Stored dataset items
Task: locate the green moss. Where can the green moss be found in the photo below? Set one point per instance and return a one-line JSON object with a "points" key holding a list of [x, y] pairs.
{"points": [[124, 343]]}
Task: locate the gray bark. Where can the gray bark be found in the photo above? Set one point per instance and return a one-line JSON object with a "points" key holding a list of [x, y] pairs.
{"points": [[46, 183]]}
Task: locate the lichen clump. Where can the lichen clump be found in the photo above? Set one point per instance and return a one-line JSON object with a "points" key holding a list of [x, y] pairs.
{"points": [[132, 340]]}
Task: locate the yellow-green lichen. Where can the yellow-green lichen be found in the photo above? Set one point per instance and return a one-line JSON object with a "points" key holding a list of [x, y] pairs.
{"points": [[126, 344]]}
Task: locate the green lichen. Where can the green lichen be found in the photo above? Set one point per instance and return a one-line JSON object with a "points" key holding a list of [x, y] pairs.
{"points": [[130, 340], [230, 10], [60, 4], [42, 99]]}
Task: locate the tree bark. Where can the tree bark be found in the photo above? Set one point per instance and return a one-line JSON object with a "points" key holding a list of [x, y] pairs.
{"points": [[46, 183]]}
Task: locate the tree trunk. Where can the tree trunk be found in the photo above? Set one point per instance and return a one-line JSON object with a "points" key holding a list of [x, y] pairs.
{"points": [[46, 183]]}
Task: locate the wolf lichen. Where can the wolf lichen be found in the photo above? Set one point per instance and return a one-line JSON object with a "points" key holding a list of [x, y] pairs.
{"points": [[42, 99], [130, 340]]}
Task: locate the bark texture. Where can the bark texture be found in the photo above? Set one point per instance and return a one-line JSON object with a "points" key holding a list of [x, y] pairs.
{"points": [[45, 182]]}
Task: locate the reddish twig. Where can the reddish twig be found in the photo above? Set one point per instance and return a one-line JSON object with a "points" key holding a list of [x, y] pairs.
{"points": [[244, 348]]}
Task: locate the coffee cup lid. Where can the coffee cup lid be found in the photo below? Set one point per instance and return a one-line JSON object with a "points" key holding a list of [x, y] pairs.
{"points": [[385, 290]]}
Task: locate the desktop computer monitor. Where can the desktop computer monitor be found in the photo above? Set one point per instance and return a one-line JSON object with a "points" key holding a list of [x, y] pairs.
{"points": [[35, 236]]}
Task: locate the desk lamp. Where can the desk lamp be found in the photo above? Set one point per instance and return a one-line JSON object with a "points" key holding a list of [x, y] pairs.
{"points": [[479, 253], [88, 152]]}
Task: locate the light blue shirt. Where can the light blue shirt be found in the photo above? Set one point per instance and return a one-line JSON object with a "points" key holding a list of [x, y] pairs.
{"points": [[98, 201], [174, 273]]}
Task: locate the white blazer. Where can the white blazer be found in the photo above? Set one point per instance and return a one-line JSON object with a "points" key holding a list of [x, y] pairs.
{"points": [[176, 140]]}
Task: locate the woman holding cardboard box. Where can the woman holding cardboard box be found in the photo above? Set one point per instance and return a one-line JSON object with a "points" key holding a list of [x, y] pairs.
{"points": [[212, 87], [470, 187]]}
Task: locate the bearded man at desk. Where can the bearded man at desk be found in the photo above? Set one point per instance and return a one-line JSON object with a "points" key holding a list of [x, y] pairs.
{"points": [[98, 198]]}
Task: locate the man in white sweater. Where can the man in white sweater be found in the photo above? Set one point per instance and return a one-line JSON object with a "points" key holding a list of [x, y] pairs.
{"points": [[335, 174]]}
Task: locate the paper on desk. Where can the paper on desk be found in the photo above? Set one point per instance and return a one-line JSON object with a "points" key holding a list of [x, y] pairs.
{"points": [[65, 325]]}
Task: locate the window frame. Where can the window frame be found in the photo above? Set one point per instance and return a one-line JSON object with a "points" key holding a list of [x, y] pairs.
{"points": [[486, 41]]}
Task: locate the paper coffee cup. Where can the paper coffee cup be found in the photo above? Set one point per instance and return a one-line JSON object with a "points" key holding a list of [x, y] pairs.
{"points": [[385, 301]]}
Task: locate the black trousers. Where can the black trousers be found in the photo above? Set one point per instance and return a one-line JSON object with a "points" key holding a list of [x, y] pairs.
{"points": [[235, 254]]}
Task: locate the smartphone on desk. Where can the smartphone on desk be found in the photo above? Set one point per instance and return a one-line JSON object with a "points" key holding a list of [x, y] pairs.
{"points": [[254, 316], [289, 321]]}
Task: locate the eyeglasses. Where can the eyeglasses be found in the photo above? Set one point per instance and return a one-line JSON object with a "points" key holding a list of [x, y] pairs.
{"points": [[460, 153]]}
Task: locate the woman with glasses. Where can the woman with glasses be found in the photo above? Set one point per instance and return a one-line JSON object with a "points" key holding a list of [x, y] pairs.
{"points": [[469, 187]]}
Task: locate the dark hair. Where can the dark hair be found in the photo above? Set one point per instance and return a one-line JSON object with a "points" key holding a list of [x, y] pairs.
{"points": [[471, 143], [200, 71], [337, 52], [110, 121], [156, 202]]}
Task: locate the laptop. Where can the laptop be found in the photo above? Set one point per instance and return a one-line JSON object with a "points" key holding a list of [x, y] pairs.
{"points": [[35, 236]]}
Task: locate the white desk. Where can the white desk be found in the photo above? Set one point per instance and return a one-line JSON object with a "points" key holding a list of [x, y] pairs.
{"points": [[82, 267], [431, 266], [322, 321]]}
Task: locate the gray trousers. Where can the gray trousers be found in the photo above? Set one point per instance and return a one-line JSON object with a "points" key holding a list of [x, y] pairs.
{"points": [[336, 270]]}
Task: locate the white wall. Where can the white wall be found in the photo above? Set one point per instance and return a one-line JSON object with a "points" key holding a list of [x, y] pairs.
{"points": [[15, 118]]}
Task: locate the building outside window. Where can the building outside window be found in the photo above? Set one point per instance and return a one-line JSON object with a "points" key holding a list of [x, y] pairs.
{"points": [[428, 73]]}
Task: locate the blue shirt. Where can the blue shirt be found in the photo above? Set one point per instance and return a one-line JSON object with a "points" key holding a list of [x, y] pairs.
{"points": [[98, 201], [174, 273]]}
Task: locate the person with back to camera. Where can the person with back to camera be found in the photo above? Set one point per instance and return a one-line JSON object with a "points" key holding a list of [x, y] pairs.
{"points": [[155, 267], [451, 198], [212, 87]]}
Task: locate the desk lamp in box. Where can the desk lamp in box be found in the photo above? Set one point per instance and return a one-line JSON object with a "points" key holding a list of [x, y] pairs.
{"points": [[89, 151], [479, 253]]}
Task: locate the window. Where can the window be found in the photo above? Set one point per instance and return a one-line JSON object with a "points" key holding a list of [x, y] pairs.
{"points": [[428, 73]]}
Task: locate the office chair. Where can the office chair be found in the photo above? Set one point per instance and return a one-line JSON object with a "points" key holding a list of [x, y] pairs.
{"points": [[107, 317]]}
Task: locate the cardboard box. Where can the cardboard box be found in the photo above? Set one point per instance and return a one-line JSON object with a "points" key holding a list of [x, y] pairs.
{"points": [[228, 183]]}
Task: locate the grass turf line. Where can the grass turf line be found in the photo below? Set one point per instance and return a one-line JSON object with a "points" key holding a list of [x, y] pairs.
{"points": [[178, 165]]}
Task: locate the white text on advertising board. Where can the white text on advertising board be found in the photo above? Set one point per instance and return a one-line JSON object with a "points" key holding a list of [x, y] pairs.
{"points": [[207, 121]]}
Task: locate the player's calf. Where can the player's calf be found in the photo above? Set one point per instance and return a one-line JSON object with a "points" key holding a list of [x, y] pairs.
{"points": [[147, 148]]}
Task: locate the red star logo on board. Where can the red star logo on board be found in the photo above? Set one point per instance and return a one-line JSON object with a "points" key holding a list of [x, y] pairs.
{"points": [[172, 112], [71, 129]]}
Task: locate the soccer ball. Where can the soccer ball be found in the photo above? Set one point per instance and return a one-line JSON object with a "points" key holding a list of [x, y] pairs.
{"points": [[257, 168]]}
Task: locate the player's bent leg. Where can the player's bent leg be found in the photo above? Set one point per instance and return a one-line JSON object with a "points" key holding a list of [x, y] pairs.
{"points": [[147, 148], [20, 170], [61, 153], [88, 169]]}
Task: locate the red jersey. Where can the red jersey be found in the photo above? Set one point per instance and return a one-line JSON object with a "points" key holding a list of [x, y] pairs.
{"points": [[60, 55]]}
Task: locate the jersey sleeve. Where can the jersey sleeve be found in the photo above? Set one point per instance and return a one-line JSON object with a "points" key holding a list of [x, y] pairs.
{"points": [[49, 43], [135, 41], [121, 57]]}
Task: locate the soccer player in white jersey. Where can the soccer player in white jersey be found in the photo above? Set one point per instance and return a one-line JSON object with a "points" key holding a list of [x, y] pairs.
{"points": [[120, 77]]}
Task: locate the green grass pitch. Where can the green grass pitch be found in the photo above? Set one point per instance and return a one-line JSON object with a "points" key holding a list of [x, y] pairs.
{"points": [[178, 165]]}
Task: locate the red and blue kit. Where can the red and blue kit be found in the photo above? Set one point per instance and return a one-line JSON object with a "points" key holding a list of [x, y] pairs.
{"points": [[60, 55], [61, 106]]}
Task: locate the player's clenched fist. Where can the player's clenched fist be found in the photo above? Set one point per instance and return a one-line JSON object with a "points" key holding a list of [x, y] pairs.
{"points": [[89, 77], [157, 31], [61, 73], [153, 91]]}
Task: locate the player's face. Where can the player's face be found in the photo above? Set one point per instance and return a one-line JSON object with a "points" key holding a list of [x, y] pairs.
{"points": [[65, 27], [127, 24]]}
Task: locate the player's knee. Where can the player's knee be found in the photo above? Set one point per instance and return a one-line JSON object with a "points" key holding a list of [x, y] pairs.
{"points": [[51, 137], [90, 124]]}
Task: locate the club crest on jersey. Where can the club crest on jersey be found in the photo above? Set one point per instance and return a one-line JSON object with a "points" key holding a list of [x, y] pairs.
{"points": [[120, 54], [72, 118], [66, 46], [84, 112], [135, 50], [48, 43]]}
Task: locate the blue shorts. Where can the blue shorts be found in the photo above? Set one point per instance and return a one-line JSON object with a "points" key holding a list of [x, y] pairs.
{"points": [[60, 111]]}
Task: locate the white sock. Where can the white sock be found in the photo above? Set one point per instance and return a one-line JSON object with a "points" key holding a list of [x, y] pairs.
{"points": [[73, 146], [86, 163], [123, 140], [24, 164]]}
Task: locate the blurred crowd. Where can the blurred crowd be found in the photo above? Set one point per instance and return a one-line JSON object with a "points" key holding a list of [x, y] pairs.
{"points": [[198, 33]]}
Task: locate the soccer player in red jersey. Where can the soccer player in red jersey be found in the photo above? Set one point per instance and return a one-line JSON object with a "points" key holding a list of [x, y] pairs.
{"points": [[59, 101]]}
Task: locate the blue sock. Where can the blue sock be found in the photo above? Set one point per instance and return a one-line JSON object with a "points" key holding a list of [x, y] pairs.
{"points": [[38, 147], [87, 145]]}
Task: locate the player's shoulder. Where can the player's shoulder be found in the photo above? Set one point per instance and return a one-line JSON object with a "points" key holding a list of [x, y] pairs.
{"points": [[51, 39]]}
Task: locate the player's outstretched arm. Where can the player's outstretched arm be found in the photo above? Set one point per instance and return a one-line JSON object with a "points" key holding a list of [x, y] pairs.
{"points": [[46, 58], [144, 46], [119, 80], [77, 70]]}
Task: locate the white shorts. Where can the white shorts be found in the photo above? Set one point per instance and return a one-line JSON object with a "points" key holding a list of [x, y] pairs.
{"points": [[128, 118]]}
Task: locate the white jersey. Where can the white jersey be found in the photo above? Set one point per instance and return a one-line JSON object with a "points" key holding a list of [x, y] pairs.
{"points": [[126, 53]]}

Exercise task
Could you quote, exactly as they appear, the line containing "Task: locate the player's outstretched" and every line after it to the end of the records above?

Expected answer
Task: locate the player's outstretched arm. Where can the player's outstretched arm be found in the photo above? Set one point per instance and return a one-line JSON object with a "points" key holding a list of [x, y] pairs.
{"points": [[46, 58], [144, 46], [119, 80], [77, 70]]}
Task: locate the white shorts. Where can the white shorts be found in the photo above? Set one point per instance and return a one-line JSON object with a "points" key holding a list of [x, y] pairs.
{"points": [[128, 118]]}
Task: locate the white jersey. Where can the white jersey be found in the photo above? Set one point per instance and return a one-line JSON object with a "points" key holding a list of [x, y] pairs.
{"points": [[126, 53]]}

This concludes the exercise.